__TASK DETAILS__: Copy out the material below with every "rough mask" swapped for "coarse mask" and all else unchanged. Leave the pictures out of your copy.

::::::

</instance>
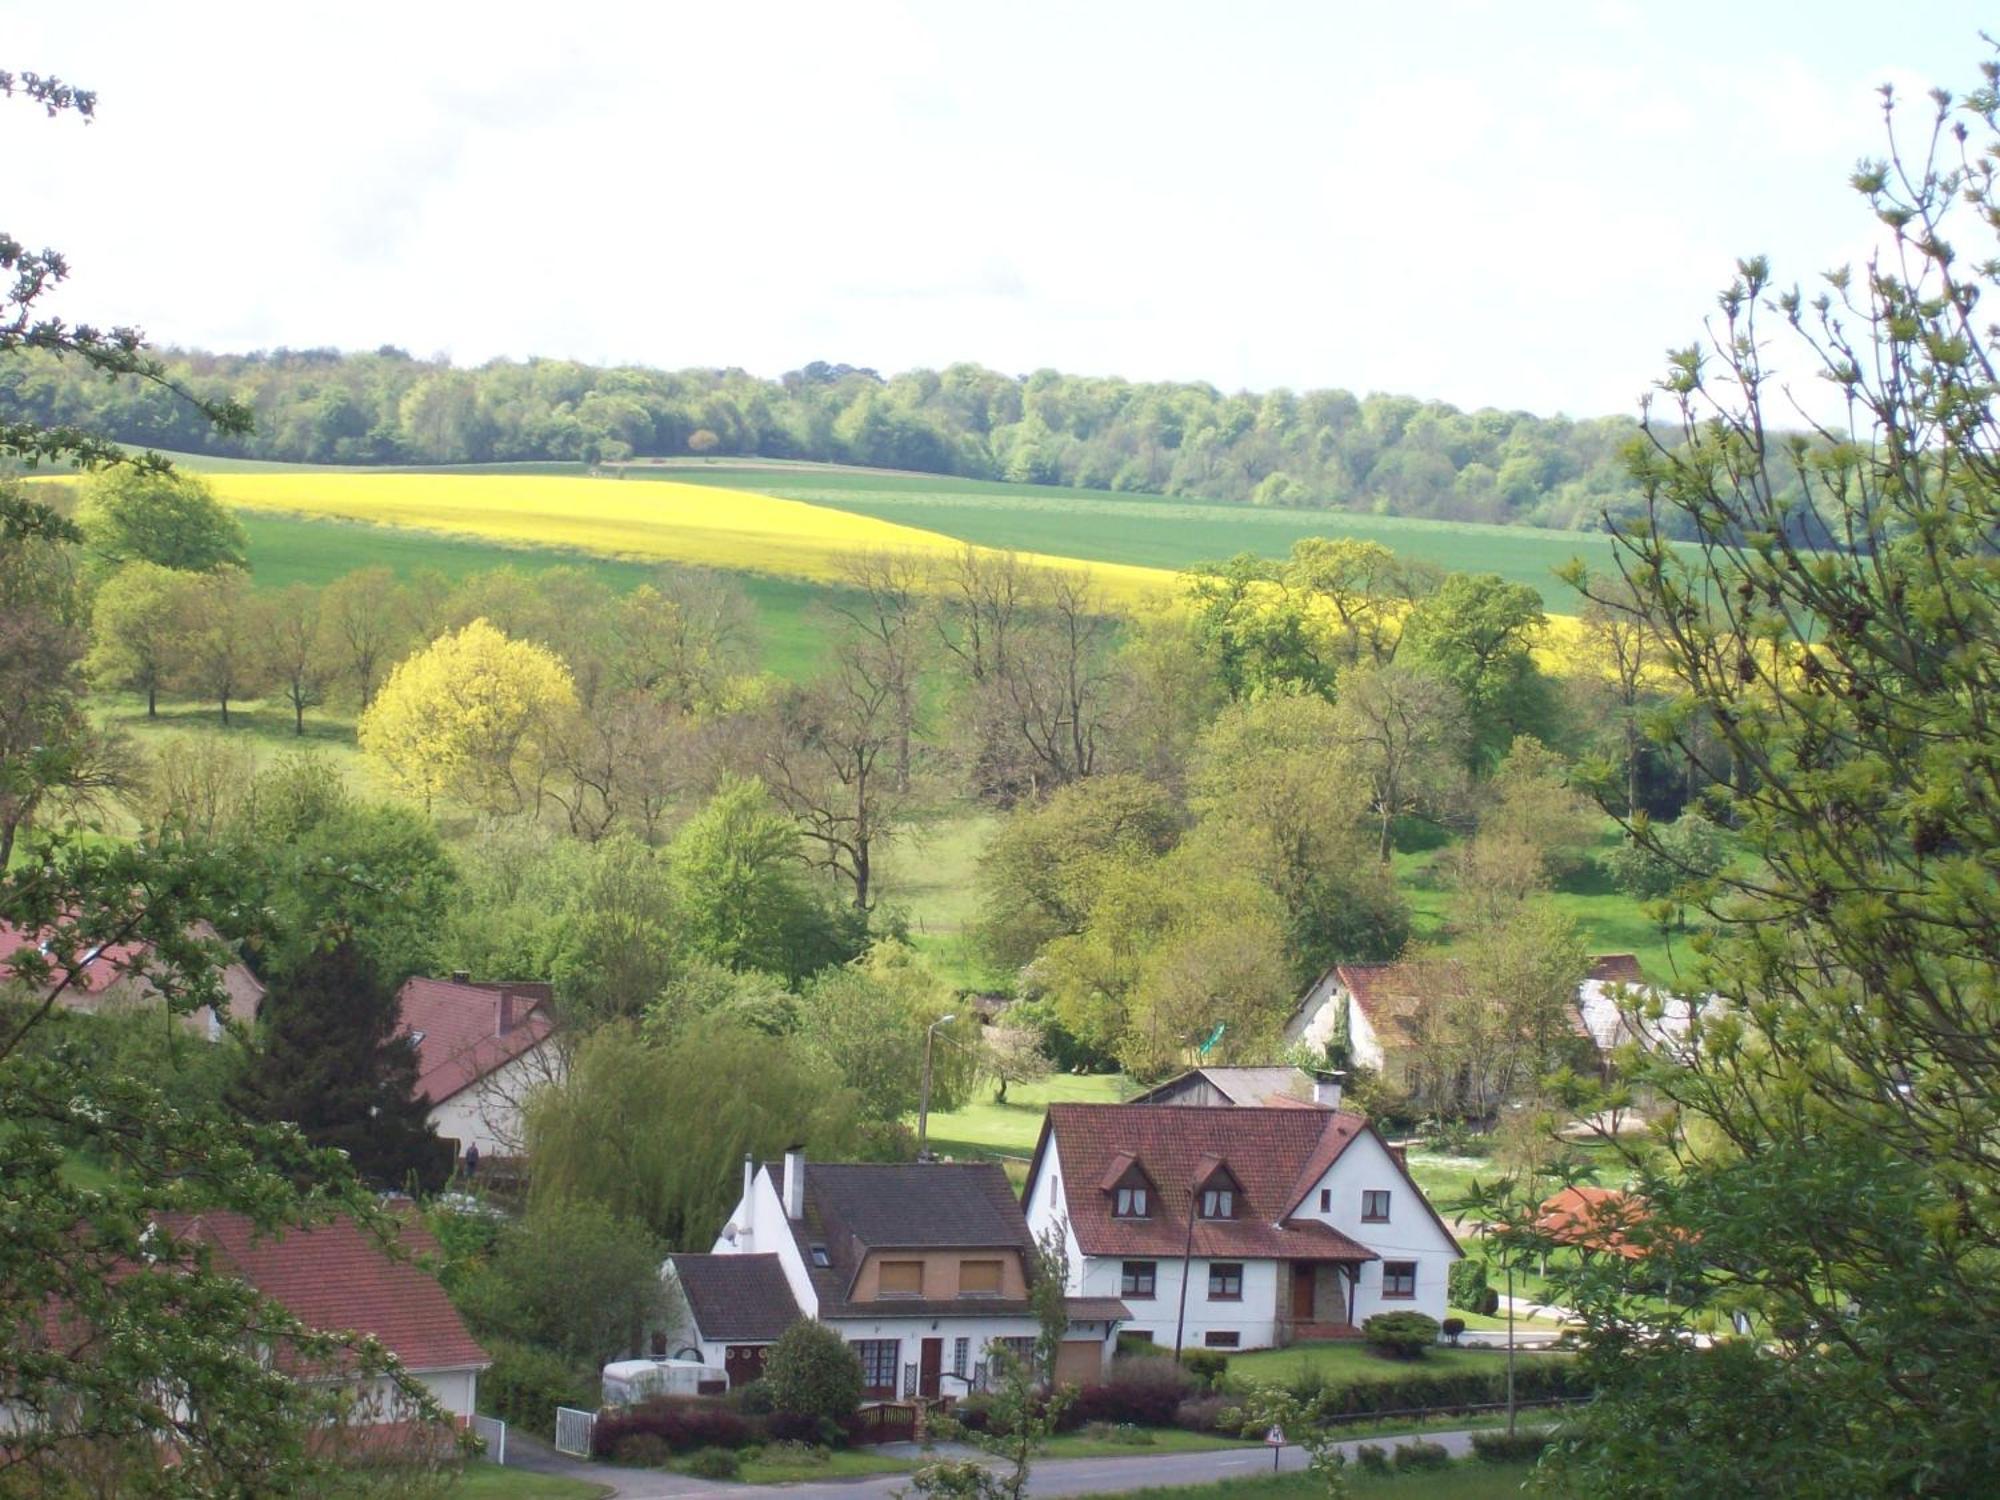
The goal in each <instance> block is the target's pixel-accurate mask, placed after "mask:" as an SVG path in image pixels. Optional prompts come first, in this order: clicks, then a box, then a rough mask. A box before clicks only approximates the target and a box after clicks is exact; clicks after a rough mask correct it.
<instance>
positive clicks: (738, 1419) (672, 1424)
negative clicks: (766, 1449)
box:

::::::

__ANSWER BELOW__:
</instance>
The goal in each <instance> block is the target's pixel-accurate mask, placed after "mask:" as an SVG path in image pixels. Optional prompts come first, in this order: clicks, then a box, then a coarse mask. A box before clicks only approximates the target and a box after clicks is exact; clicks after a coarse mask correct it.
<instance>
positive clicks: (738, 1419) (672, 1424)
negative clicks: (766, 1449)
box:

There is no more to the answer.